Excerpts of labeled region data
------------------------------------------------------------

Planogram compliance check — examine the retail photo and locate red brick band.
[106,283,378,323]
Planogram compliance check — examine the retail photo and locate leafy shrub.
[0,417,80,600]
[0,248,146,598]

------------------------------------------------------------

**Objective:**
Convert the rows above into a numbered list, omitting any blank lines.

**Response:**
1. Planogram compliance check — examine the retail photo and locate red brick band.
2. [106,283,378,323]
3. Planogram compliance check — examine the retail photo and locate leafy shrub.
4. [0,417,80,600]
5. [0,248,146,598]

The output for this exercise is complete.